Go through the listing that follows and write it out exactly. Drop the pictures.
START PROVIDED DATA
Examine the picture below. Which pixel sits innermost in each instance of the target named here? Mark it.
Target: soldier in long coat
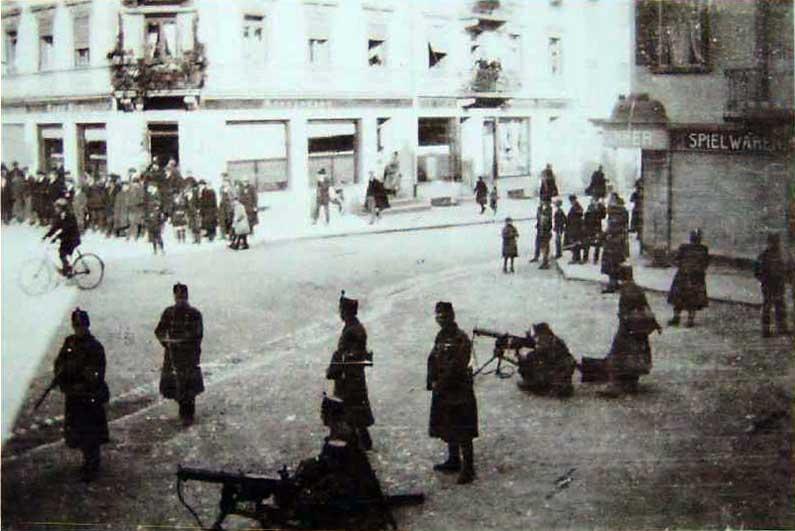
(689, 287)
(454, 411)
(630, 354)
(547, 370)
(574, 229)
(347, 371)
(180, 331)
(80, 374)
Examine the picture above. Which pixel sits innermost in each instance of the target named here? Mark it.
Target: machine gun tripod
(503, 342)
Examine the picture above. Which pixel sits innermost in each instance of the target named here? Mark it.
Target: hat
(348, 306)
(80, 318)
(445, 308)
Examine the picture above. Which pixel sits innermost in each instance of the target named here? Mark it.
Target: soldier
(547, 370)
(592, 229)
(64, 228)
(689, 288)
(180, 331)
(347, 371)
(770, 269)
(630, 354)
(80, 374)
(574, 221)
(454, 410)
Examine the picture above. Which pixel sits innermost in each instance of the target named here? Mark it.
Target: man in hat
(574, 229)
(630, 353)
(180, 331)
(347, 371)
(64, 228)
(771, 269)
(322, 196)
(80, 374)
(454, 411)
(547, 369)
(689, 287)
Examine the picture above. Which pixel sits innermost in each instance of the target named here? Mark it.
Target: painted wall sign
(636, 138)
(730, 141)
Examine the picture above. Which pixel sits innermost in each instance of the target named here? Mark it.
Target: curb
(657, 290)
(387, 231)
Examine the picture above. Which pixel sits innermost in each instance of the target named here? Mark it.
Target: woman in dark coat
(630, 354)
(80, 373)
(509, 247)
(689, 288)
(454, 410)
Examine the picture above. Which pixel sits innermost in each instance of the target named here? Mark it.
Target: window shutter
(81, 38)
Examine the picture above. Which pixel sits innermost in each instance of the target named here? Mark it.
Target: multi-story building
(276, 89)
(709, 124)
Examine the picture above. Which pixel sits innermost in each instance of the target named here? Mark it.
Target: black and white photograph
(397, 264)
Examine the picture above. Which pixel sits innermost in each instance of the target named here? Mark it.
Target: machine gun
(503, 342)
(284, 509)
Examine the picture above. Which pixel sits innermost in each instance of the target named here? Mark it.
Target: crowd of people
(136, 205)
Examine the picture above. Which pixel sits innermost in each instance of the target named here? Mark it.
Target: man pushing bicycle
(64, 228)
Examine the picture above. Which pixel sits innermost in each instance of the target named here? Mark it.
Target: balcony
(756, 96)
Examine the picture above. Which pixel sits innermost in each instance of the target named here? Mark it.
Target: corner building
(276, 89)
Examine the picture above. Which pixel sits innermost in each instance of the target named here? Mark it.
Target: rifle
(503, 341)
(53, 384)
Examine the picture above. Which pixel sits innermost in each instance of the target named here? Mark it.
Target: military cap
(80, 318)
(350, 306)
(443, 307)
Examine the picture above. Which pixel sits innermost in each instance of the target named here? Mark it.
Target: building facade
(276, 89)
(709, 124)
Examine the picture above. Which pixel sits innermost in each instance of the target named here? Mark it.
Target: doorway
(164, 142)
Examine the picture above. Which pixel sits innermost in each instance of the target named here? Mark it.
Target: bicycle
(41, 275)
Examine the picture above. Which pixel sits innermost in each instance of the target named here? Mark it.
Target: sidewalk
(724, 284)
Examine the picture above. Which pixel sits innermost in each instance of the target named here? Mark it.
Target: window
(161, 37)
(9, 49)
(81, 42)
(46, 42)
(254, 38)
(555, 59)
(672, 37)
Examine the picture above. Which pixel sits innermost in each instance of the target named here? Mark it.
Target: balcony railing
(751, 96)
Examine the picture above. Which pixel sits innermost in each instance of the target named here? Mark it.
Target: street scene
(290, 264)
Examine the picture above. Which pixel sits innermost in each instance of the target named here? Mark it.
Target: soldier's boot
(365, 441)
(467, 474)
(91, 461)
(453, 463)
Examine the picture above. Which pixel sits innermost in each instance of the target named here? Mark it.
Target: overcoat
(454, 410)
(80, 369)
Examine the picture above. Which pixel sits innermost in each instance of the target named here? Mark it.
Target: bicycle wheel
(36, 276)
(88, 271)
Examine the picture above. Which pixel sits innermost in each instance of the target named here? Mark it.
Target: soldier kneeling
(548, 369)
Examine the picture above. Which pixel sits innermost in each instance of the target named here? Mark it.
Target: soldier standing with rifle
(180, 331)
(454, 412)
(80, 375)
(347, 370)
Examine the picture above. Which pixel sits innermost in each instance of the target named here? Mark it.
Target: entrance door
(490, 149)
(164, 142)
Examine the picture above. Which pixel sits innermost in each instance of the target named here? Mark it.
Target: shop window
(254, 38)
(672, 37)
(81, 40)
(555, 56)
(161, 36)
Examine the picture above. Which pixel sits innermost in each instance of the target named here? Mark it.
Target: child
(509, 247)
(558, 226)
END PROVIDED DATA
(PROBLEM SOLUTION)
Examine the picture below. Which pixel sits innermost in each instance of the target named here? Mark it.
Target: soldier in long coat
(689, 287)
(454, 411)
(630, 354)
(547, 370)
(574, 229)
(347, 371)
(180, 331)
(80, 374)
Examine the picture above. Which pixel sits innermost in each instance of the target named here? Mark it.
Target: machine gun tripod
(503, 342)
Examine the picture above. Which pixel sits innermost in each instance of the target named here? Mark it.
Target: hat
(348, 306)
(80, 318)
(445, 308)
Examine the picture above. Which pixel sits innermost in each instance of the target named here? Mark it.
Target: soldier
(547, 370)
(592, 229)
(64, 228)
(689, 288)
(180, 331)
(347, 371)
(770, 269)
(630, 354)
(80, 374)
(574, 221)
(454, 410)
Examine the picture above. Which pixel sits innermost in each instance of the target named here? Mark it.
Target: man in hat
(574, 229)
(630, 353)
(180, 331)
(347, 371)
(64, 228)
(771, 269)
(322, 196)
(80, 374)
(454, 411)
(547, 369)
(689, 287)
Examine the picture above. Which pixel sits innermost in each instance of the target named here? Mark it.
Target: painted wall sign
(636, 138)
(730, 141)
Examine the picture above. Which pixel sits innermost in each instance of the target named here? Mark it.
Target: curb
(657, 290)
(387, 231)
Examine the picture above. Which pixel sits innermost in each instance of the target named here? Mark it.
Target: woman in dark coat
(630, 354)
(80, 373)
(509, 247)
(689, 288)
(454, 410)
Examine the picture above. Which pixel sits innermost in each instance of the target named here? Mark it.
Target: window shutter
(81, 38)
Examine the picture above. Which pixel sits innermost in each instance of the target named here? Mark it.
Target: multi-story building
(276, 89)
(709, 124)
Examine the picture above. Which pixel sits innermost in each instance of the target named here? Mark it.
Target: black and white photograph
(397, 264)
Examine the picture above. Which pixel sits innermost in each instance of the target named here? Mark it.
Target: machine gun
(503, 342)
(284, 509)
Examine the picture above. Which pixel sits innermost in each instance of the target named here? Mark it.
Target: crowd of people
(136, 205)
Examine the picture above. Which pixel sits innermost in each instance of the target named here? Mark it.
Target: man pushing bicycle
(64, 228)
Examine the picture above. Which pixel sits innermost in each instance of the target named here? Mark it.
Target: balcony
(756, 96)
Examine the picture above. Which pixel sits innermost in each instance of the target named here? Mark it.
Target: corner building
(276, 89)
Examine the picture above. Which pixel sits innermost in each instance of the target named here? Mark it.
Target: rifle
(503, 341)
(53, 384)
Examine the picture above. Which pixel sits innermost in each instance of the target named here? Mark it.
Target: military cap
(80, 318)
(350, 306)
(443, 307)
Examine the picture above. Which pixel sits innermost in each instance of the target named here? Mark it.
Target: building facade
(276, 89)
(709, 124)
Examine the picture above. Which pixel sits innermost in each instance of the target named here? Mark it.
Target: doorway
(164, 142)
Examine the picture above. Which pixel sits innermost in each instance of the target named here? Mark it.
Target: bicycle
(41, 275)
Examine the picture above. Which pixel sits innermost in each instance of the target named here? Mark it.
Target: sidewalk
(724, 284)
Examine the picture above. Which pixel sits innermost in each instance of the target named here? Mark it.
Target: window
(161, 37)
(9, 49)
(81, 42)
(46, 42)
(254, 38)
(555, 59)
(672, 37)
Examine the picture above. Which pixel sits innermost in each instance of the target named here? Mark it.
Target: balcony railing
(751, 96)
Examine the picture above. Which pixel sits innermost in each instance of the target named here? Mark it.
Target: street scene
(290, 264)
Examine the picture above. Which pixel sits innermost in each instance of the target named here? Mark it.
Target: soldier's boot
(365, 441)
(467, 474)
(91, 461)
(453, 463)
Examine the picture above. Which pixel sits innermost in each instance of the target named here? Mark it.
Target: overcoat
(454, 410)
(80, 369)
Examine the picture above. Which pixel sits innermost in each instance of the target named here? Mark it.
Target: bicycle wheel
(36, 276)
(88, 271)
Examine the picture above. Which pixel sits innermost in each instance of the target named here? Mark it.
Target: soldier kneeling
(548, 369)
Examine the picture above. Which pixel sits innermost in each instance of the target named here? Mark it.
Target: soldier standing with rifle
(180, 331)
(454, 412)
(80, 375)
(347, 370)
Examine the picture above. Which pixel sits innermost in each instance of the target named here? Mark it.
Target: entrance door
(490, 149)
(164, 142)
Examine the picture above. Which pixel sits innermost in each instance of the target named here? Mark it.
Target: shop window
(254, 38)
(672, 37)
(81, 40)
(555, 56)
(161, 36)
Examine the picture above. Which pixel sits innermost in each instance of the target named here? Mark it.
Target: child
(509, 247)
(558, 226)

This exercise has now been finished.